Given exercise →
Replace "In this exercise" with "In this task" throughout the records below, leaving everything else unchanged.
-- Start Provided records --
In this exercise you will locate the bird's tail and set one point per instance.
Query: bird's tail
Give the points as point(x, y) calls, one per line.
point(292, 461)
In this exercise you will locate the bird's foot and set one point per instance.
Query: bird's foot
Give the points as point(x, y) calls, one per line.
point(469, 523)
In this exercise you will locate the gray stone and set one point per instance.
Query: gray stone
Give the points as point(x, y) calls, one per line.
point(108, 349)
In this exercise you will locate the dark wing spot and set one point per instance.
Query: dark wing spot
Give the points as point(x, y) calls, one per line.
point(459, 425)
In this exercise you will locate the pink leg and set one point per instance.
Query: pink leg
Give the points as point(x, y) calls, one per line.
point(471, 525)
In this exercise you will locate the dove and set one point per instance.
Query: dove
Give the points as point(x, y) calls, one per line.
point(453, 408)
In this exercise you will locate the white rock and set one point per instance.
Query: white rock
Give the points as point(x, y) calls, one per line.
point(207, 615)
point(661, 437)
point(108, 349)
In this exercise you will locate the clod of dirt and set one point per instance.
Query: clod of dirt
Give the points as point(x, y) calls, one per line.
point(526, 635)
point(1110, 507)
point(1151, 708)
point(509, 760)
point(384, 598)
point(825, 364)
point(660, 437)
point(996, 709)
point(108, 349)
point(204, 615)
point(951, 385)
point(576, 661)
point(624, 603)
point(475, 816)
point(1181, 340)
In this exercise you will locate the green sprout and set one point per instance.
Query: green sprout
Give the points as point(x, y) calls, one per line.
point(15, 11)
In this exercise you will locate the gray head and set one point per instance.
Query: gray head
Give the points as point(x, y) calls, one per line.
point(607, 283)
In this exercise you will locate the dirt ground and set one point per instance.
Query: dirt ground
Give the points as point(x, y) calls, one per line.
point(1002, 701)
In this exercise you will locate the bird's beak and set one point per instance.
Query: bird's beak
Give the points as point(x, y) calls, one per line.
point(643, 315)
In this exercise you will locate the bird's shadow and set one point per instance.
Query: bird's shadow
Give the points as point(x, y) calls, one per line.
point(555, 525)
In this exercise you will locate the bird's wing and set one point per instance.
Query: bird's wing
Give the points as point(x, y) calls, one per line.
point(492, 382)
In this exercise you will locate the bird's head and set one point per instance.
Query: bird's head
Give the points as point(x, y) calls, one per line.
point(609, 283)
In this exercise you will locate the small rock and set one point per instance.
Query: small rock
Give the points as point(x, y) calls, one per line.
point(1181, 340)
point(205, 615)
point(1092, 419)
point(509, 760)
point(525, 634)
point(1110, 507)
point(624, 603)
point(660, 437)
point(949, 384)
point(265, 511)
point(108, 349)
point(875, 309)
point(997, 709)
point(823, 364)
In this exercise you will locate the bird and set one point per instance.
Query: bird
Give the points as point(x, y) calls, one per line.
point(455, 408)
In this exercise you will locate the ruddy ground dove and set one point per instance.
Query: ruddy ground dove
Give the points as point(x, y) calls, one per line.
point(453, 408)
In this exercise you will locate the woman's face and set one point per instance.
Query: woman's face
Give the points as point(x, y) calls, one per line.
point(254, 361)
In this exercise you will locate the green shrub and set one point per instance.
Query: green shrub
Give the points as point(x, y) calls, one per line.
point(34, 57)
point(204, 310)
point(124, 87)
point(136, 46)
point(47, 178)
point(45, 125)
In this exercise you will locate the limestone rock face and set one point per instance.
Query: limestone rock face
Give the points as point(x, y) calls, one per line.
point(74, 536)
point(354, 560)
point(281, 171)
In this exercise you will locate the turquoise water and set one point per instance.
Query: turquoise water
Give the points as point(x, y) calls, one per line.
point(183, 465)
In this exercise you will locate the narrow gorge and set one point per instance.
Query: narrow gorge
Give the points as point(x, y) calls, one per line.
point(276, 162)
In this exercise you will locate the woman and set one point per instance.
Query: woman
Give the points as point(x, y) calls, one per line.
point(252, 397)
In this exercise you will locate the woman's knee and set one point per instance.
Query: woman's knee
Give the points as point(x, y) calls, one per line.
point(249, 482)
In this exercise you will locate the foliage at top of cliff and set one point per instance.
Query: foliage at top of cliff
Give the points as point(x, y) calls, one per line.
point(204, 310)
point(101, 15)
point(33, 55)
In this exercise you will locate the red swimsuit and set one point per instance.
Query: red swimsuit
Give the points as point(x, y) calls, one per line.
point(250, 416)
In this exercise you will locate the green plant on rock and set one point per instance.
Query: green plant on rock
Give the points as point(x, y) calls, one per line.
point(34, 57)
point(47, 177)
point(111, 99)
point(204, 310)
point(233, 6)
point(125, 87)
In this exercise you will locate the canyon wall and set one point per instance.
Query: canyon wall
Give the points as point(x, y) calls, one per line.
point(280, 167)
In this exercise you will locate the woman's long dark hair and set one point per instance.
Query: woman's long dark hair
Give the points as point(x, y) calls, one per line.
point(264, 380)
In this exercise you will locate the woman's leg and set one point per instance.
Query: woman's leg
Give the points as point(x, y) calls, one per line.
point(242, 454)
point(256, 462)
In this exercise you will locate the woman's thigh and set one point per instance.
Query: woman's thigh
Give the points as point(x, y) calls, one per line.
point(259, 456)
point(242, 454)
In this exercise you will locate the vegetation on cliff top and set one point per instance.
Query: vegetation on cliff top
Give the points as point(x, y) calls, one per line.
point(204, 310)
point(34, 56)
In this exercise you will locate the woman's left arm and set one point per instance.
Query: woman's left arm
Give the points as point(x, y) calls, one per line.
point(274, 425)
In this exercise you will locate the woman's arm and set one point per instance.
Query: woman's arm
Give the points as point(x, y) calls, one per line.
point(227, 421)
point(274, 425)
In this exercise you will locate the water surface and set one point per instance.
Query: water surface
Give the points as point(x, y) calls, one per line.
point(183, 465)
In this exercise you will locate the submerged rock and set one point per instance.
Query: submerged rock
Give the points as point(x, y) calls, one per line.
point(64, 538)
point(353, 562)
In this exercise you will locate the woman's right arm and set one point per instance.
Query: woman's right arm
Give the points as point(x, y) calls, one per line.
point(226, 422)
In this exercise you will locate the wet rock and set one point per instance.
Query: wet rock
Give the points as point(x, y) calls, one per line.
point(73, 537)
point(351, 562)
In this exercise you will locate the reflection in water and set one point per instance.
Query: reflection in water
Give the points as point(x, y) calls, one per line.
-- End Provided records --
Answer to the exercise →
In this task you will locate the bird's tail and set one point per instance.
Query: bird's tail
Give the points as point(x, y) calls, one per line.
point(292, 461)
In this task you will locate the bird's foot and set one point per instance.
Query: bird's foot
Give the points as point(x, y) calls, one per line.
point(469, 523)
In this task you will locate the gray stone and set one point per instance.
Query: gray stone
Give the points as point(x, y) calls, one per line.
point(108, 349)
In this task you will locate the dark wing spot and set one point per instance.
Query: dark wing spot
Give the points as point(x, y) calls, one per line.
point(459, 425)
In this task you will locate the pink leg and set one point per instance.
Query: pink leg
Give the points as point(x, y) calls, one per line.
point(471, 525)
In this task you will locate the dove and set one point per instance.
Query: dove
Give the points as point(x, y) calls, one per line.
point(453, 408)
In this task you will locate the white rock and set one point per instance.
Query: white rock
Give the points as point(x, y) calls, one per line.
point(207, 615)
point(661, 437)
point(108, 349)
In this task you will locate the clod of dirt and set one point per instance.
Query: clod of dirt
Give the points as point(x, y) calls, one per line.
point(526, 635)
point(1110, 507)
point(1151, 708)
point(509, 760)
point(384, 598)
point(825, 364)
point(660, 437)
point(996, 709)
point(108, 349)
point(204, 615)
point(951, 385)
point(576, 661)
point(624, 603)
point(475, 816)
point(1181, 340)
In this task you will locate the green sprout and set one point per instance.
Query: green sprout
Give the points as point(x, y) calls, one per line.
point(15, 11)
In this task you will locate the gray head and set one point per instance.
Query: gray head
Give the points as point(x, y) calls, one per line.
point(607, 283)
In this task you will locate the dirt ground and set one point per instance.
Query: dirt ground
Give the points as point(x, y) calls, one per line.
point(1002, 701)
In this task you will locate the bird's beak and set one point per instance.
Query: bird's beak
Give the points as point(x, y) calls, one per line.
point(643, 315)
In this task you will locate the bird's shadow and set one point per instance.
Query: bird's shadow
Give the points as point(x, y) calls, one per line.
point(555, 525)
In this task you will locate the bird's wing and set one point per instance.
Query: bird's wing
Give the points as point(x, y) calls, one per line.
point(492, 382)
In this task you will locate the bird's head and set one point per instance.
Query: bird's head
Give the points as point(x, y) calls, one per line.
point(609, 283)
In this task you will locate the small rock and set one point per instance.
Query: small rock
Give the points as point(x, y) calls, one per line.
point(1181, 340)
point(205, 615)
point(1092, 419)
point(509, 760)
point(525, 634)
point(1110, 507)
point(624, 603)
point(660, 437)
point(949, 384)
point(265, 511)
point(108, 349)
point(875, 309)
point(997, 709)
point(823, 364)
In this task you will locate the bird and set one point per instance.
Query: bird
Give the points as point(x, y) calls, one per line.
point(455, 408)
In this task you will locate the ruddy ground dove and set one point per instance.
Query: ruddy ground dove
Give the points as point(x, y) calls, one per line.
point(453, 408)
In this task you will locate the woman's face and set one point per instance.
Query: woman's face
Give the points as point(x, y) calls, one per line.
point(254, 361)
In this task you will locate the green shrub and set one point per instance.
Query: green shrub
Give the points as point(x, y) calls, one per line.
point(34, 57)
point(204, 310)
point(124, 87)
point(136, 46)
point(47, 178)
point(45, 125)
In this task you will locate the limestone rock face and set one point per instance.
Query: limestone rock face
Give the points as point(x, y) calls, one per line.
point(74, 536)
point(354, 560)
point(281, 171)
In this task you will locate the turquoise water and set one point per instance.
Query: turquoise water
Give the points as point(x, y) calls, one per line.
point(183, 465)
In this task you will locate the narrow gorge and set one point per instance.
Query: narrow gorge
Give the points as point(x, y) calls, one per line.
point(276, 162)
In this task you will locate the woman and set one point per instance.
Query: woman
Give the points as point(x, y) calls, one per line.
point(252, 397)
In this task you will locate the woman's knee and set one point per instance.
Query: woman's knee
Give the points as point(x, y) calls, one per line.
point(249, 482)
In this task you will locate the foliage at top of cliff and set one point per instance.
Query: foliage at top of cliff
Give the points as point(x, y) calls, one per line.
point(204, 310)
point(101, 15)
point(33, 55)
In this task you will locate the red swimsuit and set one point per instance.
Query: red swimsuit
Give the points as point(x, y) calls, one per line.
point(250, 416)
In this task you will locate the green plant on rock and set one point per instance.
Query: green plant on rock
Give the points as point(x, y) calls, one per line.
point(34, 57)
point(47, 177)
point(111, 99)
point(204, 310)
point(233, 6)
point(125, 87)
In this task you will locate the canyon wall and set one point per instance.
Query: canyon wall
Give the points as point(x, y) calls, one per line.
point(280, 167)
In this task you will locate the woman's long dark hair and set one point per instance.
Query: woman's long dark hair
Give the points as point(x, y) calls, one per line.
point(264, 380)
In this task you will locate the woman's leg and set one point per instance.
Query: woman's leg
Give the points as point(x, y) calls, one per line.
point(242, 454)
point(256, 462)
In this task you will locate the woman's thigh and set one point per instance.
Query: woman's thigh
Give the points as point(x, y) calls, one per line.
point(259, 456)
point(242, 454)
In this task you will locate the vegetation on cliff top and set one point per instance.
Query: vegetation on cliff top
Give the points as point(x, y) calls, one per line.
point(204, 310)
point(34, 56)
In this task you will locate the woman's left arm and set one point per instance.
Query: woman's left arm
Give the points as point(x, y) calls, one per line.
point(274, 425)
In this task you will locate the woman's arm and set one point per instance.
Query: woman's arm
Give the points as point(x, y) calls, one per line.
point(227, 421)
point(274, 425)
In this task you will locate the water surface and set one point per instance.
Query: water surface
Give the points as point(x, y) calls, one per line.
point(183, 465)
In this task you will locate the submerged rock and set one point per instance.
Query: submerged rock
Give the points as point(x, y) calls, one per line.
point(64, 538)
point(353, 562)
In this task you will locate the woman's right arm and set one point per instance.
Query: woman's right arm
Give the points as point(x, y) calls, one per line.
point(226, 422)
In this task you will locate the wet rock and set one point per instance.
Query: wet rock
Give the points as point(x, y) calls, one per line.
point(73, 537)
point(351, 562)
In this task you will locate the reflection in water and set one point per instance.
Query: reflection in water
Give the points as point(x, y) calls, one per line.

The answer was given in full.